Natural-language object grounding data
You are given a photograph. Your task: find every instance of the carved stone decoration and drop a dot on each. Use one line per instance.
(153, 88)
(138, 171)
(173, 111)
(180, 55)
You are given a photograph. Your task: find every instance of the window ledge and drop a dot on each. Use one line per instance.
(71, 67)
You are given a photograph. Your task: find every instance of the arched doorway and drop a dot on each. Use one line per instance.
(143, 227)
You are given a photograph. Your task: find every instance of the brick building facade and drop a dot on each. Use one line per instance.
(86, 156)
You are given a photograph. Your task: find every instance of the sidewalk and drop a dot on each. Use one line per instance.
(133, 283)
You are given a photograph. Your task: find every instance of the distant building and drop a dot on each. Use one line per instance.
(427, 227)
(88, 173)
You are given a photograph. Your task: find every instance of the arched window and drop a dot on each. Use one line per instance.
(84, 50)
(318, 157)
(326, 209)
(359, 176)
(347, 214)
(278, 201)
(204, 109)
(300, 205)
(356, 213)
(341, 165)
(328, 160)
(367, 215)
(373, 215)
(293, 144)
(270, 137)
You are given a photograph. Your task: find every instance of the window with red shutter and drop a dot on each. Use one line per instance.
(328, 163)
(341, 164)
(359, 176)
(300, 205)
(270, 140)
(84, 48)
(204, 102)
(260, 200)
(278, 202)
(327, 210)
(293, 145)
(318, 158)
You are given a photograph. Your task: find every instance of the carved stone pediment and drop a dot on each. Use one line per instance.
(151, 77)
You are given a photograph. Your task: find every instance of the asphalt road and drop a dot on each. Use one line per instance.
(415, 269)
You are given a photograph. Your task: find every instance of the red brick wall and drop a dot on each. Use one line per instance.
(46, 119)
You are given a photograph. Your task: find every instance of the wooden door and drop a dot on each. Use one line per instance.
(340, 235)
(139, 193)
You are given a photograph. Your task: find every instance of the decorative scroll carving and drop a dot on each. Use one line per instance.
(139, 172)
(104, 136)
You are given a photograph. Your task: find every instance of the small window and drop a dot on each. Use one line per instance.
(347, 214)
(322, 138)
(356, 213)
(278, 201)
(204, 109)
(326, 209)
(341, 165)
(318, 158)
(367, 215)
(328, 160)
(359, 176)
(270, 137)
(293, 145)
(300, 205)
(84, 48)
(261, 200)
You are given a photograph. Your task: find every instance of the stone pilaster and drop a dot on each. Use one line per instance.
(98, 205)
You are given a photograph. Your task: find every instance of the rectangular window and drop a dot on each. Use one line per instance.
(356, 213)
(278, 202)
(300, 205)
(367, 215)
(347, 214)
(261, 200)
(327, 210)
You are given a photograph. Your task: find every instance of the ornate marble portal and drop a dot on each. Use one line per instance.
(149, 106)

- **WHAT IS BEING ASKED**
Word for word, reproduce every record shown above.

- **SOLVED EXERCISE**
You are given a photograph. Your task: find every instance of the carved stone decoration and drop a dot on each. Use one line per instance.
(153, 88)
(138, 171)
(173, 111)
(180, 55)
You are given a photograph. Your task: find every instance of the window ledge and drop a dot on each. Use one line per instance.
(71, 67)
You are given a photograph. Your task: find every instance of the arched doorway and drop a dot on each. Use one line per instance.
(143, 227)
You are given a photograph. Your task: find every instance of the brick building facade and drop a dot on each. Use one line per instance.
(86, 156)
You are given a photograph. Your task: find every instance of the sidewalk and drop a dot on each. Use one line per instance.
(133, 283)
You are given a photograph. Your task: find every instance of the distant building and drop a dot on each. Use one line per instance.
(427, 227)
(88, 173)
You are given a photograph. Your task: find every instance of the arched window and drop a dot on each. Use one line per instance.
(84, 50)
(318, 157)
(326, 209)
(359, 176)
(347, 214)
(278, 201)
(204, 109)
(300, 205)
(356, 213)
(341, 165)
(328, 160)
(367, 215)
(373, 215)
(293, 144)
(270, 137)
You are given a photograph. Your task: find every instance of the window with red shutter and drop a dot on each. Use one line per instance.
(328, 163)
(341, 164)
(359, 176)
(300, 205)
(270, 140)
(84, 48)
(204, 102)
(260, 200)
(278, 202)
(327, 210)
(293, 145)
(318, 158)
You are given a photograph. Your task: find every instance of the carved stone pediment and drop a dot on each. Use one line per instance.
(151, 77)
You are given a photograph. Your task: find every instance of the asphalt road and drop a dot on each. Use one line per instance.
(415, 269)
You are given a photograph. Your task: find every instance of the red brick wall and drop a dot on each. Use one line per instance.
(46, 119)
You are given a photograph. Your task: find every instance of the wooden door and drop a dot on each. Use one line per instance.
(340, 235)
(139, 193)
You are given a photograph. Your task: find every instance of the decorative scroll carving and drop a dot on each. Use one line per instance.
(139, 172)
(104, 136)
You are given a photograph. Your task: find every instance of the small window and drop a dot on each. Use one line per instance.
(347, 214)
(322, 138)
(356, 213)
(278, 201)
(204, 109)
(326, 209)
(341, 165)
(318, 158)
(367, 215)
(328, 160)
(359, 176)
(270, 137)
(293, 145)
(300, 205)
(84, 48)
(261, 200)
You are given a photograph. Your task: find every instance of the stone pilaster and drop a dot on each. Use one line per instance.
(98, 205)
You are given a photograph. Your task: find every instance of the rectangular window and drop a dot on each. Use one line per instance.
(356, 213)
(278, 202)
(300, 205)
(367, 215)
(347, 214)
(261, 200)
(327, 210)
You are given a photograph. Your task: find every instance of the ornate marble portal and drop a dot on each. Use one line per instance.
(149, 106)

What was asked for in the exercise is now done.